Report each line in the entries below that contains the string "target", copying every such line in full.

* Start Dataset records *

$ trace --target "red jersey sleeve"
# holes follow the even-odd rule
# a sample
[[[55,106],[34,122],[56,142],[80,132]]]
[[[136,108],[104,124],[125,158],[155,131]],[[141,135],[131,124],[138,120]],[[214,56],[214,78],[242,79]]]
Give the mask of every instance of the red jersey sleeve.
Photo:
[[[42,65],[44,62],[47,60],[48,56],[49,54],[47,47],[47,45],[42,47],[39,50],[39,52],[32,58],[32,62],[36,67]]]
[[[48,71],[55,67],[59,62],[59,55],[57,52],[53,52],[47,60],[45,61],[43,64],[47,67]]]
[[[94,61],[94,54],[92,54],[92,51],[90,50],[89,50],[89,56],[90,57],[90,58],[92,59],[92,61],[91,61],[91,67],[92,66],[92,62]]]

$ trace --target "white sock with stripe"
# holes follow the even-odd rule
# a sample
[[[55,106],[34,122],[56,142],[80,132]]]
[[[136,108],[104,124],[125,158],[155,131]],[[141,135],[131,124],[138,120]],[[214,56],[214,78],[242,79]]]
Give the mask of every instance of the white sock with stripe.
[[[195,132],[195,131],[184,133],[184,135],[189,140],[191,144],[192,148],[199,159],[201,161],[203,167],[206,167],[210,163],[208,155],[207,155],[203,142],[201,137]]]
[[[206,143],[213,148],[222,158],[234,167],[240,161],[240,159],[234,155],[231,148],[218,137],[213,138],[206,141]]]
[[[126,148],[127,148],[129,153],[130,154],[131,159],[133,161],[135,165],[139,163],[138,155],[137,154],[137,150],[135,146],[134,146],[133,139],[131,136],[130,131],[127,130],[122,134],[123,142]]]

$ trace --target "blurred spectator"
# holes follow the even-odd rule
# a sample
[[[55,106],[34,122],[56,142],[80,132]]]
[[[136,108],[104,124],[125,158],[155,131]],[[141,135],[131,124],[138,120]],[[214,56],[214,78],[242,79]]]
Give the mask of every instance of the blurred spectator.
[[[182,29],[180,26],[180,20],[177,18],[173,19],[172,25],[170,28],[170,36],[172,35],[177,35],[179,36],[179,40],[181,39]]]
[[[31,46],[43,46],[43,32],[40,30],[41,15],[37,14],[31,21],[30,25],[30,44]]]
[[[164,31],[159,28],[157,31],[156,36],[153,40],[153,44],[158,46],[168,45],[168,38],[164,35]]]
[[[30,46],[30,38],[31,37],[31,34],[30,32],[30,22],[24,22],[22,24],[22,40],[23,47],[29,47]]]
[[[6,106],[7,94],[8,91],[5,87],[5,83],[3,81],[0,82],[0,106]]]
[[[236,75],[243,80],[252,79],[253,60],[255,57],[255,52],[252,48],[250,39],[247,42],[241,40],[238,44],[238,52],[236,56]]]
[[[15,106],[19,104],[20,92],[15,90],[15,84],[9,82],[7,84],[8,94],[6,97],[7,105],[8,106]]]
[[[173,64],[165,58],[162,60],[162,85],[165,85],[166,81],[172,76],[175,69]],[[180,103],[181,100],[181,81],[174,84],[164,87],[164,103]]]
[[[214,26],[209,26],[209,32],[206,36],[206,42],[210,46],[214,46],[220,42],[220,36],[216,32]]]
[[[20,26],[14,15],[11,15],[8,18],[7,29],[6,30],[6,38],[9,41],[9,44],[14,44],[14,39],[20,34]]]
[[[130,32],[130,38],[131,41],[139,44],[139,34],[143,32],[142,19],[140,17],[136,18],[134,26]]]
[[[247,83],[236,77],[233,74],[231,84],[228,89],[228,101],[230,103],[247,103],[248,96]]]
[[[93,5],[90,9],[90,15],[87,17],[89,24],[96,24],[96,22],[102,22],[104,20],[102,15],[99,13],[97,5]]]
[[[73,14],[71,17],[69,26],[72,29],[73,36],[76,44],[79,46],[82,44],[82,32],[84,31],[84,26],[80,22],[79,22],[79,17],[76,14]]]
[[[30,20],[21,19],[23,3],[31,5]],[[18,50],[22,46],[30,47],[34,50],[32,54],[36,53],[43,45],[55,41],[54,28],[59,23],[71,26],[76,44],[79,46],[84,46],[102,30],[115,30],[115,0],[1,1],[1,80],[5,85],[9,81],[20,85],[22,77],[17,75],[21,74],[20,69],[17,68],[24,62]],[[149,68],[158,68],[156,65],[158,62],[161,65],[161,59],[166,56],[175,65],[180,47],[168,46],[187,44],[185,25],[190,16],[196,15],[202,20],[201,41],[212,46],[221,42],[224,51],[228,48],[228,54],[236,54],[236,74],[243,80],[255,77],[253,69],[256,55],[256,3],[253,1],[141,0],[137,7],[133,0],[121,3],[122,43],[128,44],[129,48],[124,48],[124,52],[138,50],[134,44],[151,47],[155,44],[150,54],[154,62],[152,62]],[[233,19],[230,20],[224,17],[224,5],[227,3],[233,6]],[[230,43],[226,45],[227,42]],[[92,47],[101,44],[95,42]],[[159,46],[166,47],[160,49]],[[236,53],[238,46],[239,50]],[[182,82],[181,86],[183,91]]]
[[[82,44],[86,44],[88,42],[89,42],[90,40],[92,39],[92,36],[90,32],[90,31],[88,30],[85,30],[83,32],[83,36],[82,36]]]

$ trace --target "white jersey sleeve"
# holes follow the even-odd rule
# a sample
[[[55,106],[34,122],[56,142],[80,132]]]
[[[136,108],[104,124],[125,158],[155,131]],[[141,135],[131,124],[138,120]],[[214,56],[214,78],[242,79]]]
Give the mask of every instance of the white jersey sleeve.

* End Dataset records *

• **Problem solution**:
$ trace --target "red jersey sleeve"
$ trace --target "white sock with stripe"
$ trace --target "blurred spectator"
$ trace --target "white jersey sleeve"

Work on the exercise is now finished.